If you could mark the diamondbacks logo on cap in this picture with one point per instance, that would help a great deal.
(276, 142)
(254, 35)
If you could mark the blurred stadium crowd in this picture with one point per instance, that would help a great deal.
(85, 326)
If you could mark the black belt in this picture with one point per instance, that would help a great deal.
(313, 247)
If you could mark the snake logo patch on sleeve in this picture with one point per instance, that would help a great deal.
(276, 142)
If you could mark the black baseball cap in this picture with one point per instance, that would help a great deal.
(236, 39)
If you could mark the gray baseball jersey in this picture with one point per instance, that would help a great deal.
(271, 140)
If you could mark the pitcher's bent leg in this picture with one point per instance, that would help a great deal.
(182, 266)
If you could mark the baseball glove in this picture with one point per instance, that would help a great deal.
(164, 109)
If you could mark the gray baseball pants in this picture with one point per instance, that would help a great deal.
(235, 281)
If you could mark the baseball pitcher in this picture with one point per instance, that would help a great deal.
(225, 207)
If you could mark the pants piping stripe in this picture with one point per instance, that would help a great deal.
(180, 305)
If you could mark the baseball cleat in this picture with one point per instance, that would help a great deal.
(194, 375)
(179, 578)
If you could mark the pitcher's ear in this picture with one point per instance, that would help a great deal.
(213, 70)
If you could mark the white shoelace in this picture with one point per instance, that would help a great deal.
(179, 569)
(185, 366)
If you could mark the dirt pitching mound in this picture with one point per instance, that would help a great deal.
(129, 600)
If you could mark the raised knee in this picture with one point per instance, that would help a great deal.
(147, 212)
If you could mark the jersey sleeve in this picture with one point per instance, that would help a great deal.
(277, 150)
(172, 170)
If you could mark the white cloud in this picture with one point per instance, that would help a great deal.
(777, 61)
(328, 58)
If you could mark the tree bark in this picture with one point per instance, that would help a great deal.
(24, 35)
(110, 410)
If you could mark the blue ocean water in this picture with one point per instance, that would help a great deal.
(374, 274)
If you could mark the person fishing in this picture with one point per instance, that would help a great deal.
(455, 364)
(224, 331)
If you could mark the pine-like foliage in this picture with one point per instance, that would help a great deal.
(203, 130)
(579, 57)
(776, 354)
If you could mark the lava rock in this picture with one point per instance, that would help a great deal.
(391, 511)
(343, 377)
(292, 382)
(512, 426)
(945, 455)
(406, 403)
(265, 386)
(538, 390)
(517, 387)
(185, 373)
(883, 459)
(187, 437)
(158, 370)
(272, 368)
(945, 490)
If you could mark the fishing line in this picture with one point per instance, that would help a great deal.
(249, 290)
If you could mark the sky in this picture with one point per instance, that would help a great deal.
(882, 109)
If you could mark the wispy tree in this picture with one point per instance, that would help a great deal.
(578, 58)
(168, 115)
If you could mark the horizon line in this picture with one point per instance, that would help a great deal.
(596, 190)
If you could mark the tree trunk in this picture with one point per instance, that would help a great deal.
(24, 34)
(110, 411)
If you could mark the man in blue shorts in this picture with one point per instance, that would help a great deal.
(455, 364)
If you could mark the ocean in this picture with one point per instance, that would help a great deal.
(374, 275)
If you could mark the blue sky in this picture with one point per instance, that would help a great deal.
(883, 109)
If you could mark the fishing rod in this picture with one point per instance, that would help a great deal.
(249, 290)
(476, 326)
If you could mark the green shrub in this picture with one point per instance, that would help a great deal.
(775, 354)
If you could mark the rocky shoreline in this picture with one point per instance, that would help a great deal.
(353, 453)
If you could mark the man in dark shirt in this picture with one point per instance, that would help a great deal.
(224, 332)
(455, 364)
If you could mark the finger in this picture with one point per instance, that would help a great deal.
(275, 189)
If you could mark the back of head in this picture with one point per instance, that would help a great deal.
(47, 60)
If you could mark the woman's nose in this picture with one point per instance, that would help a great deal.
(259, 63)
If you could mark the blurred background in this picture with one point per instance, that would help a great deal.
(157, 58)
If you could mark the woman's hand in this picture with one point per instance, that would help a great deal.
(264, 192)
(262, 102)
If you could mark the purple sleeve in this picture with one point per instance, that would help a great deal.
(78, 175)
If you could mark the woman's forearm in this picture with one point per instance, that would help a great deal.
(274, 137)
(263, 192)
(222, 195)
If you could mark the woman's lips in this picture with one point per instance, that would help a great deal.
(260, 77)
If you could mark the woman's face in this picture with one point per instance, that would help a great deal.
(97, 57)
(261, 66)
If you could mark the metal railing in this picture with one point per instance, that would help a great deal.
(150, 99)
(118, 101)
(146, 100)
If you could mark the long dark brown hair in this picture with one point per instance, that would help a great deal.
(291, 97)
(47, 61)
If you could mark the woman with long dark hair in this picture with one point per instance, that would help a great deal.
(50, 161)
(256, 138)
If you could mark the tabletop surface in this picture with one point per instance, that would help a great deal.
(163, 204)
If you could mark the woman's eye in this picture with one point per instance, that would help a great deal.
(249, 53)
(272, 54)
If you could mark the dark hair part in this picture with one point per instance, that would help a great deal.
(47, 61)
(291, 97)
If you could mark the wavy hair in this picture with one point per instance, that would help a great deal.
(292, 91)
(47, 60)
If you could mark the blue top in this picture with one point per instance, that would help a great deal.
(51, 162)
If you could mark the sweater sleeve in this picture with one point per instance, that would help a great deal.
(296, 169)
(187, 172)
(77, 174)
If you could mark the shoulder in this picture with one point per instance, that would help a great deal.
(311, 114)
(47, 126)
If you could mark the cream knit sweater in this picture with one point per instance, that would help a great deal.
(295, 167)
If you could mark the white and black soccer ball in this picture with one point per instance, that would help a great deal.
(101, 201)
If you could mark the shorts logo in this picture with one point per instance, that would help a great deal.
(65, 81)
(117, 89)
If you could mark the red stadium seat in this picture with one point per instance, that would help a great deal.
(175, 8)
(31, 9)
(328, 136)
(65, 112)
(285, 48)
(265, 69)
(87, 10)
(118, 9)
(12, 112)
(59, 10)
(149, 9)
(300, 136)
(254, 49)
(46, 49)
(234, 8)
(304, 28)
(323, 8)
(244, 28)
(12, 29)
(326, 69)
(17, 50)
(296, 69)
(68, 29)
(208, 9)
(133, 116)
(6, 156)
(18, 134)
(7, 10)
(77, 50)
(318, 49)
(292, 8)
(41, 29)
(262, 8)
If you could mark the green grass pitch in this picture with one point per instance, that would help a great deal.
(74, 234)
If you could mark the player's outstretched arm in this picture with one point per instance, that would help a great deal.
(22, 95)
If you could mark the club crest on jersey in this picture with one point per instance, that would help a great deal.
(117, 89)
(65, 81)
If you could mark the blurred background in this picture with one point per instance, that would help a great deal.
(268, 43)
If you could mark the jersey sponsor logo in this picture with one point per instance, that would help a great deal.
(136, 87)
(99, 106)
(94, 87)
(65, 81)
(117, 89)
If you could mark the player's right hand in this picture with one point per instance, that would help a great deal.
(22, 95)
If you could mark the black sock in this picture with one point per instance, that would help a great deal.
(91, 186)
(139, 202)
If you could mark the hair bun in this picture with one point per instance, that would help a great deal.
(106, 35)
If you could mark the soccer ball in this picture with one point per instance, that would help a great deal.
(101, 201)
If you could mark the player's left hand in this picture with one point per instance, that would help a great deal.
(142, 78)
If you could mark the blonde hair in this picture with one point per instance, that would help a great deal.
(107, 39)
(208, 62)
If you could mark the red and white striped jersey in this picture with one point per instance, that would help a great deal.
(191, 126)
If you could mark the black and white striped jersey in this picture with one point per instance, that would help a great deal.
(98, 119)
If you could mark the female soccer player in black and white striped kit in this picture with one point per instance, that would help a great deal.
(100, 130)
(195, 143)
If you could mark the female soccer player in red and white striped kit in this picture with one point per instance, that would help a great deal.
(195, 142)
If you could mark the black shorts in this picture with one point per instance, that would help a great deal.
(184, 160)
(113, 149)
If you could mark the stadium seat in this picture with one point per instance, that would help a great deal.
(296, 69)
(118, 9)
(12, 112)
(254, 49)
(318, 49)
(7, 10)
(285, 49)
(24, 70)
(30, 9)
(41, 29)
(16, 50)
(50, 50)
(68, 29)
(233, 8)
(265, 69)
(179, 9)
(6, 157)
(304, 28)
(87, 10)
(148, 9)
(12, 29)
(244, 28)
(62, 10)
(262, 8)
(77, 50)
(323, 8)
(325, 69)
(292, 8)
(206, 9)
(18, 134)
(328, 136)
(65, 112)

# # # # #

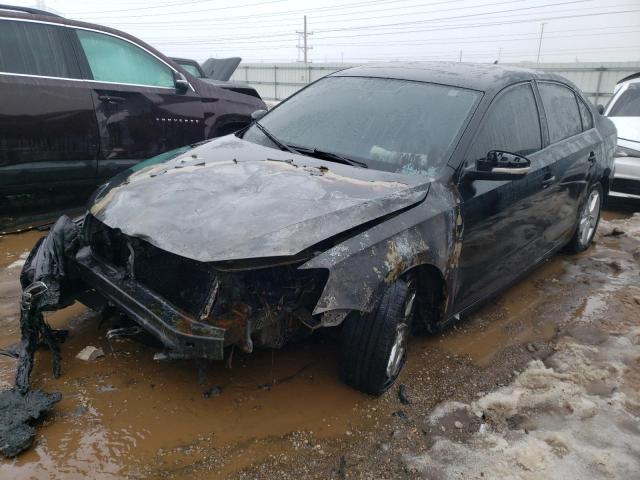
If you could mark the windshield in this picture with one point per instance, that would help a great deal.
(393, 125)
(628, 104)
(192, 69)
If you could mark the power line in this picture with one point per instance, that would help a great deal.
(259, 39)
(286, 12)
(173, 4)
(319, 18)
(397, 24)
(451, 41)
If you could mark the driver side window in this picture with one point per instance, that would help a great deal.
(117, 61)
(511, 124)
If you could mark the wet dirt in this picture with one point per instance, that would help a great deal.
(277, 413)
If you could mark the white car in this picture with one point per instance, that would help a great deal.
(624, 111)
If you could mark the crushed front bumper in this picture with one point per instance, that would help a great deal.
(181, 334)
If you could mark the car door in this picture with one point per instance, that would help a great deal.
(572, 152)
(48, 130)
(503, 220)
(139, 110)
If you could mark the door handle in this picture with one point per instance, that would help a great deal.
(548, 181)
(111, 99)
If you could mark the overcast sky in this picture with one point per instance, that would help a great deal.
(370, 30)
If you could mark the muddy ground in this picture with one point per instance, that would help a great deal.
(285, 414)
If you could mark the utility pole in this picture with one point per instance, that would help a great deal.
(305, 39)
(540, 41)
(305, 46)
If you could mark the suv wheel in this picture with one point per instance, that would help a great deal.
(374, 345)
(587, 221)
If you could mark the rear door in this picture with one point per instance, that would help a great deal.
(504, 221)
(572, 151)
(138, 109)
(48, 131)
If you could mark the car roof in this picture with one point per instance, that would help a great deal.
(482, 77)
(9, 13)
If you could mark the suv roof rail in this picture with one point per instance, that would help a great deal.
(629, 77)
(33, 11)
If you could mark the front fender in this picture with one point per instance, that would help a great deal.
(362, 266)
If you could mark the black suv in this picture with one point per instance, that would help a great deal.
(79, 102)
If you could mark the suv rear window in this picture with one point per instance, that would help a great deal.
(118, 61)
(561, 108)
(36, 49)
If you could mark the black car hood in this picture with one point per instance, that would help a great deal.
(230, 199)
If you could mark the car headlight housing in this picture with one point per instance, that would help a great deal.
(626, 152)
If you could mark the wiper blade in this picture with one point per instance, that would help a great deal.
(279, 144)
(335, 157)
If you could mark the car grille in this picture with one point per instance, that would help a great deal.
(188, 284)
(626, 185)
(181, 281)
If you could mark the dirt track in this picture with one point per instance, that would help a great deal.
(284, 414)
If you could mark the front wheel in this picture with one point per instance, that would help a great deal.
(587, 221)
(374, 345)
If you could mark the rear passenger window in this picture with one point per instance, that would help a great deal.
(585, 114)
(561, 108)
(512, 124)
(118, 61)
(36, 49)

# # # # #

Task brief
State how many lines in the data above contain the word "shorts". Reply with the number only.

Completed exercise
3